TASK PROMPT: Please identify every line in the rows below that contains the string "negative" and copy each of those lines in full.

Segmentation mask data
------
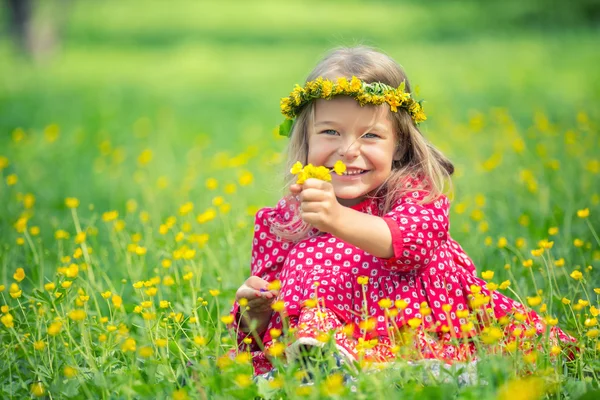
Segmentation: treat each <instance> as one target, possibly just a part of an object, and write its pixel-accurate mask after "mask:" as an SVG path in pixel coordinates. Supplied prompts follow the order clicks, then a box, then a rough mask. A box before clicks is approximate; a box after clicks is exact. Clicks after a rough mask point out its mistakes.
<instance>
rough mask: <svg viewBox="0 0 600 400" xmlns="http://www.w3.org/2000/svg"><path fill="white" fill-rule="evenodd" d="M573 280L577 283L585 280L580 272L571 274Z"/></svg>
mask: <svg viewBox="0 0 600 400" xmlns="http://www.w3.org/2000/svg"><path fill="white" fill-rule="evenodd" d="M569 276H570V277H571V278H573V279H575V280H576V281H580V280H582V279H583V274H582V273H581V272H580V271H577V270H575V271H573V272H571V274H570V275H569Z"/></svg>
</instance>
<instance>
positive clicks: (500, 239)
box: [497, 237, 508, 249]
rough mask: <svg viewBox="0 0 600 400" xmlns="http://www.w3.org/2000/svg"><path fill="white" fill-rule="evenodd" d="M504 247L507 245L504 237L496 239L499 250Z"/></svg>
mask: <svg viewBox="0 0 600 400" xmlns="http://www.w3.org/2000/svg"><path fill="white" fill-rule="evenodd" d="M506 245H508V240H507V239H506V238H505V237H501V238H499V239H498V244H497V246H498V248H499V249H503V248H505V247H506Z"/></svg>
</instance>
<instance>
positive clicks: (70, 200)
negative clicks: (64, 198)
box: [65, 197, 79, 208]
mask: <svg viewBox="0 0 600 400" xmlns="http://www.w3.org/2000/svg"><path fill="white" fill-rule="evenodd" d="M65 205H66V206H67V207H68V208H77V207H79V200H78V199H76V198H75V197H67V198H66V199H65Z"/></svg>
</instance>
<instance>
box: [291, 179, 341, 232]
mask: <svg viewBox="0 0 600 400" xmlns="http://www.w3.org/2000/svg"><path fill="white" fill-rule="evenodd" d="M290 192H292V194H294V195H296V196H298V197H299V201H300V207H301V208H300V216H301V217H302V220H303V221H304V222H306V223H309V224H311V225H312V226H314V227H315V228H317V229H318V230H320V231H321V232H328V233H331V232H332V231H334V229H335V227H336V225H337V224H338V221H339V218H340V214H341V211H342V209H343V207H342V205H340V203H338V201H337V198H336V197H335V192H334V191H333V186H332V185H331V183H330V182H326V181H322V180H320V179H314V178H310V179H307V180H306V181H305V182H304V183H303V184H302V185H298V184H294V185H291V186H290Z"/></svg>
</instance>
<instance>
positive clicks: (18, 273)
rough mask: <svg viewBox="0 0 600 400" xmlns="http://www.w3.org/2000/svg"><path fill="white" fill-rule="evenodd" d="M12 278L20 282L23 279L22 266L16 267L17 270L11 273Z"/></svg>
mask: <svg viewBox="0 0 600 400" xmlns="http://www.w3.org/2000/svg"><path fill="white" fill-rule="evenodd" d="M13 278H14V280H15V281H17V282H21V281H22V280H23V279H25V271H24V270H23V268H17V271H16V272H15V273H14V274H13Z"/></svg>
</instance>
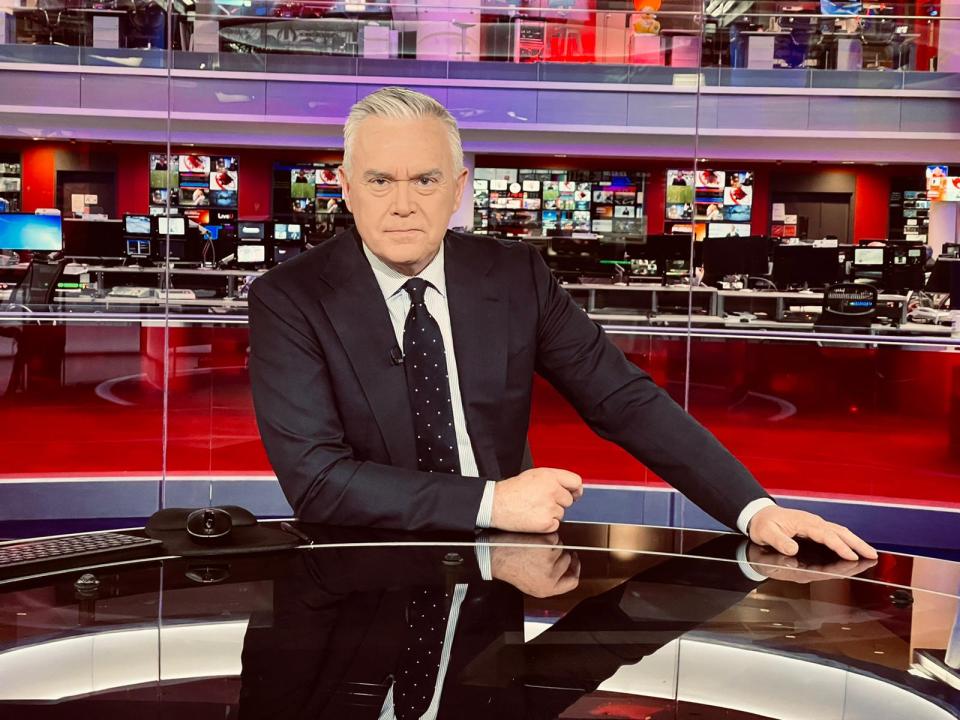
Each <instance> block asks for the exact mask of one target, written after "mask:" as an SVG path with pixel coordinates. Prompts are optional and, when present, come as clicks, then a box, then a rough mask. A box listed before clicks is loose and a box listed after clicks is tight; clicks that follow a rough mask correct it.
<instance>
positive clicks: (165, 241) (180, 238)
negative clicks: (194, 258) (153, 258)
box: [153, 235, 187, 261]
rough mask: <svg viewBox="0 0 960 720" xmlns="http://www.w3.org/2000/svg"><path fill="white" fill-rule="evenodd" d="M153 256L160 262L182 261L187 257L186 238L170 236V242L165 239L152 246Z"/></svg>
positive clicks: (160, 239)
mask: <svg viewBox="0 0 960 720" xmlns="http://www.w3.org/2000/svg"><path fill="white" fill-rule="evenodd" d="M153 256H154V257H155V258H156V259H157V260H160V261H167V260H184V259H186V257H187V240H186V238H175V237H173V235H171V236H170V242H169V243H167V241H166V239H165V238H161V239H160V241H159V242H156V243H154V244H153Z"/></svg>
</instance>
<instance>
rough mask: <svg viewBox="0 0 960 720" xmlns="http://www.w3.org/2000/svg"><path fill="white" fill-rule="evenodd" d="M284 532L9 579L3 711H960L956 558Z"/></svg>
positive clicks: (447, 536)
mask: <svg viewBox="0 0 960 720" xmlns="http://www.w3.org/2000/svg"><path fill="white" fill-rule="evenodd" d="M300 528H301V529H302V530H303V531H304V532H306V533H307V534H308V535H309V536H310V537H311V538H312V539H313V544H312V545H311V546H304V547H299V548H295V549H292V550H287V551H283V552H270V553H251V554H245V555H231V556H219V557H177V556H169V555H163V554H162V553H163V551H162V549H161V550H159V551H158V550H156V549H150V550H148V551H144V552H146V553H153V555H147V556H145V557H140V558H134V559H126V560H122V561H120V560H114V561H113V562H110V563H108V564H99V565H90V564H89V562H88V563H87V564H86V565H84V566H81V564H80V563H79V562H78V563H77V564H76V566H75V567H72V568H62V569H59V570H55V571H54V570H50V571H48V572H44V573H36V572H30V571H24V573H23V574H22V576H21V577H10V576H9V574H8V575H7V576H6V577H5V579H3V580H2V581H0V717H3V718H5V719H8V720H12V719H15V718H54V717H56V718H61V717H62V718H68V717H69V718H137V719H138V720H141V719H146V718H177V720H189V719H192V718H237V717H239V718H243V719H244V720H248V719H249V718H267V717H277V718H338V719H339V718H372V719H377V718H394V717H396V718H406V717H431V718H432V717H436V718H495V719H496V720H506V719H508V718H522V719H524V720H526V719H528V718H597V717H602V718H651V719H663V718H673V719H677V718H689V719H692V718H725V719H730V718H750V719H754V718H798V719H799V718H803V719H804V720H811V719H814V720H827V719H830V718H838V719H841V718H842V719H848V718H872V719H884V720H886V719H890V718H910V719H911V720H925V719H926V718H931V719H932V718H955V717H960V691H958V687H960V678H958V673H957V670H956V669H951V667H950V666H951V665H952V666H953V668H956V666H957V662H958V659H960V623H958V602H960V599H958V588H960V565H958V564H955V563H950V562H946V561H941V560H931V559H926V558H912V557H906V556H900V555H881V557H880V559H879V560H878V561H875V562H868V561H864V562H862V563H859V564H858V563H844V562H838V563H833V562H832V559H831V558H829V557H828V556H827V555H825V554H823V553H819V554H818V553H816V552H814V551H811V552H809V553H807V551H803V557H802V558H801V559H800V560H799V561H795V560H792V559H785V558H780V557H778V556H776V555H774V554H772V553H765V552H763V551H762V550H761V549H760V548H757V547H756V546H752V547H751V546H749V545H748V544H747V543H746V542H745V541H744V539H743V538H741V537H740V536H737V535H729V534H718V533H707V532H697V531H679V530H670V529H663V528H652V527H640V526H626V525H598V524H572V523H571V524H565V525H564V526H563V527H562V528H561V530H560V532H559V534H558V535H553V536H523V535H508V534H499V535H487V536H479V537H477V538H474V537H472V536H471V537H457V536H422V535H421V536H415V535H409V534H403V533H390V532H381V531H368V530H357V529H336V528H324V527H317V526H309V525H301V526H300ZM84 575H90V576H92V578H91V577H87V578H85V580H84V581H82V582H78V580H79V579H80V578H81V577H83V576H84ZM854 575H855V577H854ZM765 576H770V577H765ZM418 694H419V695H418Z"/></svg>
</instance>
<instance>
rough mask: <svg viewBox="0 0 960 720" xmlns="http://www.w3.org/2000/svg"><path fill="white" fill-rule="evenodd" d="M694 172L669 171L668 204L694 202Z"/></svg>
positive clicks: (667, 202) (674, 203) (668, 181)
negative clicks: (693, 195)
mask: <svg viewBox="0 0 960 720" xmlns="http://www.w3.org/2000/svg"><path fill="white" fill-rule="evenodd" d="M693 182H694V175H693V170H667V204H668V205H683V204H686V203H692V202H693V191H694V188H693Z"/></svg>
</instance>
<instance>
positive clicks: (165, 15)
mask: <svg viewBox="0 0 960 720" xmlns="http://www.w3.org/2000/svg"><path fill="white" fill-rule="evenodd" d="M124 25H125V27H124V31H123V33H122V34H123V38H124V41H125V47H127V48H152V49H157V48H160V49H162V48H166V46H167V42H166V41H167V11H166V10H164V9H163V7H162V6H160V5H158V4H157V3H156V2H154V1H153V0H147V1H146V2H144V1H143V0H138V1H137V2H136V3H135V4H134V7H133V8H132V9H131V10H130V11H129V13H128V14H127V16H126V18H125V23H124Z"/></svg>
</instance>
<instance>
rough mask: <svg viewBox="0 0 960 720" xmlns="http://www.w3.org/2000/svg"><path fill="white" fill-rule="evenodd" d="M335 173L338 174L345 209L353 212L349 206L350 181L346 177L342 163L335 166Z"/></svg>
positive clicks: (346, 176)
mask: <svg viewBox="0 0 960 720" xmlns="http://www.w3.org/2000/svg"><path fill="white" fill-rule="evenodd" d="M337 175H339V176H340V187H341V188H343V201H344V202H345V203H346V204H347V210H349V211H350V212H353V208H352V207H350V181H349V180H348V179H347V173H346V171H345V170H344V169H343V165H341V166H340V167H338V168H337Z"/></svg>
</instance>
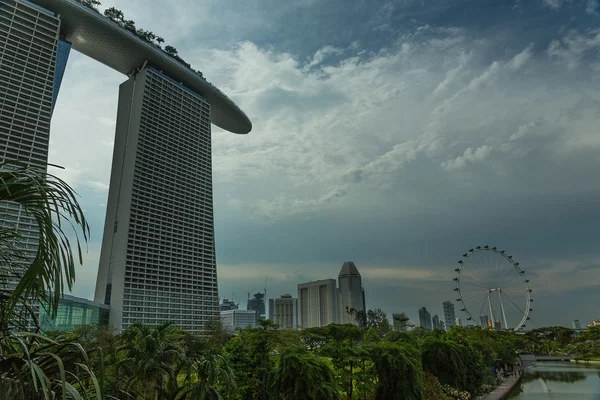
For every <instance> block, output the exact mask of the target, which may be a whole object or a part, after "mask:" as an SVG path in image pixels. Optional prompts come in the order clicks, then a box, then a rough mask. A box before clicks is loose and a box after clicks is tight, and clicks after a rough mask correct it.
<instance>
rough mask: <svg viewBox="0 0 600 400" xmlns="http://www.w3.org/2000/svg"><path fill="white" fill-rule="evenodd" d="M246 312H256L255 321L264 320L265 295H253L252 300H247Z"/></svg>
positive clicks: (259, 294) (255, 294)
mask: <svg viewBox="0 0 600 400" xmlns="http://www.w3.org/2000/svg"><path fill="white" fill-rule="evenodd" d="M246 308H247V309H248V310H254V311H256V320H257V321H262V320H263V319H265V317H266V315H265V294H264V293H255V294H254V296H253V298H251V299H248V307H246Z"/></svg>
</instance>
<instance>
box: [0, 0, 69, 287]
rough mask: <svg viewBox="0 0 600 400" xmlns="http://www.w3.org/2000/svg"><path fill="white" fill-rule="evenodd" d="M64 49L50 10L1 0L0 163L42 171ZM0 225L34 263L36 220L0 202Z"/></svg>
mask: <svg viewBox="0 0 600 400" xmlns="http://www.w3.org/2000/svg"><path fill="white" fill-rule="evenodd" d="M69 50H70V43H68V42H66V41H65V40H63V39H62V38H61V35H60V19H59V18H58V17H57V16H56V15H55V13H54V12H52V11H50V10H47V9H45V8H42V7H39V6H37V5H35V4H32V3H29V2H25V1H15V0H0V163H4V162H6V163H7V164H9V165H11V166H15V165H18V166H29V167H36V168H39V169H41V170H43V171H45V170H46V162H47V160H48V143H49V140H50V119H51V117H52V110H53V108H54V104H55V102H56V99H57V96H58V91H59V88H60V83H61V80H62V75H63V72H64V68H65V63H66V59H67V58H68V55H69ZM0 226H8V227H14V228H17V229H18V230H19V232H20V234H21V235H22V236H23V239H22V240H21V241H20V243H19V244H18V245H19V250H20V251H21V252H22V254H23V256H25V257H26V259H27V260H31V261H33V259H34V258H35V256H36V253H37V229H38V227H37V223H36V222H35V220H34V219H33V218H32V217H30V216H27V215H26V214H25V213H24V211H23V210H22V209H21V207H20V206H19V205H17V204H9V203H5V202H0ZM29 263H30V262H27V261H24V262H23V268H26V267H27V265H28V264H29ZM14 283H16V282H13V283H12V284H14ZM12 284H11V286H12Z"/></svg>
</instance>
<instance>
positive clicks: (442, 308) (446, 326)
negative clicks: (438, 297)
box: [442, 300, 456, 330]
mask: <svg viewBox="0 0 600 400" xmlns="http://www.w3.org/2000/svg"><path fill="white" fill-rule="evenodd" d="M442 313H443V315H444V327H445V329H446V330H449V329H450V328H452V327H453V326H454V325H455V324H456V315H455V314H454V304H452V302H450V301H447V300H446V301H443V302H442Z"/></svg>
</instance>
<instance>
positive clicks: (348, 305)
mask: <svg viewBox="0 0 600 400" xmlns="http://www.w3.org/2000/svg"><path fill="white" fill-rule="evenodd" d="M338 286H339V289H338V303H339V306H340V309H339V311H338V317H339V322H340V323H342V324H356V321H355V319H354V318H353V317H352V315H351V314H350V313H349V312H348V311H349V310H352V309H354V310H355V311H366V310H365V293H364V290H363V287H362V280H361V277H360V273H359V272H358V269H357V268H356V265H354V263H353V262H352V261H347V262H345V263H344V264H343V265H342V269H341V270H340V273H339V275H338Z"/></svg>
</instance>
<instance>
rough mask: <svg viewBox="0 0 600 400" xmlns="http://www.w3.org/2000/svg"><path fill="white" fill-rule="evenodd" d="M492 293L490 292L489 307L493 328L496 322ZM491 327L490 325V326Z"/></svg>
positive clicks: (488, 326)
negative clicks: (490, 293) (494, 316)
mask: <svg viewBox="0 0 600 400" xmlns="http://www.w3.org/2000/svg"><path fill="white" fill-rule="evenodd" d="M490 293H491V291H489V290H488V306H489V307H490V318H491V319H492V328H493V327H494V326H495V325H494V322H496V320H495V319H494V310H493V309H492V299H491V295H490ZM488 327H489V325H488Z"/></svg>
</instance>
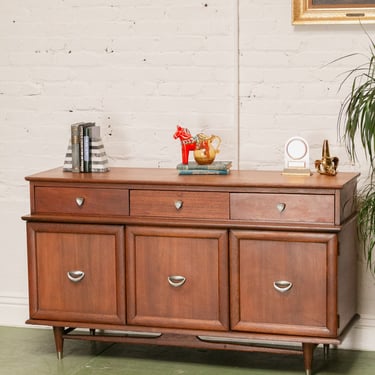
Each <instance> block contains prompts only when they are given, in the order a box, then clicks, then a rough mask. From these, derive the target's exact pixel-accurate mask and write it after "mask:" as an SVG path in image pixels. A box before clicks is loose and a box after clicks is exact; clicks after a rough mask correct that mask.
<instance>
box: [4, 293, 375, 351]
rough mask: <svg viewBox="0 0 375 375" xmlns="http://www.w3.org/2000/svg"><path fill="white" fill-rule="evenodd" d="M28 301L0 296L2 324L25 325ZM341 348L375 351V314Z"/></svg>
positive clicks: (352, 330)
mask: <svg viewBox="0 0 375 375" xmlns="http://www.w3.org/2000/svg"><path fill="white" fill-rule="evenodd" d="M28 303H29V302H28V299H27V297H9V296H5V297H4V296H3V297H1V296H0V325H2V326H13V327H25V326H26V325H25V321H26V319H28V316H29V305H28ZM28 327H30V326H28ZM339 348H342V349H350V350H365V351H375V316H373V315H362V316H361V318H360V319H359V320H358V322H357V323H356V324H355V325H354V327H352V329H351V330H350V332H349V333H348V335H347V336H346V338H345V340H344V342H343V343H342V344H341V345H340V346H339Z"/></svg>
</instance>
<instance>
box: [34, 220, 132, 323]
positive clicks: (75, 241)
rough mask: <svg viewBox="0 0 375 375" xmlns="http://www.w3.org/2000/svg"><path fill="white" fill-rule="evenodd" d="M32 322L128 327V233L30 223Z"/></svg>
mask: <svg viewBox="0 0 375 375" xmlns="http://www.w3.org/2000/svg"><path fill="white" fill-rule="evenodd" d="M27 229H28V241H29V246H28V251H29V253H28V257H29V290H30V318H31V319H43V320H44V319H45V320H58V321H72V322H89V323H95V322H98V323H116V324H119V323H125V296H124V290H125V281H124V280H125V275H124V228H123V227H122V226H110V225H72V224H49V223H28V224H27Z"/></svg>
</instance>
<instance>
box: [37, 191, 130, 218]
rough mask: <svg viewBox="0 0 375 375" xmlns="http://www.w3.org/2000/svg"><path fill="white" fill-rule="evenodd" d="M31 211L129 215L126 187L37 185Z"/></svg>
------
SOLVED EXERCISE:
negative clicks: (64, 198)
negative clicks: (194, 258) (153, 258)
negative clicks: (693, 195)
negative clicks: (438, 297)
negative clicks: (490, 293) (494, 316)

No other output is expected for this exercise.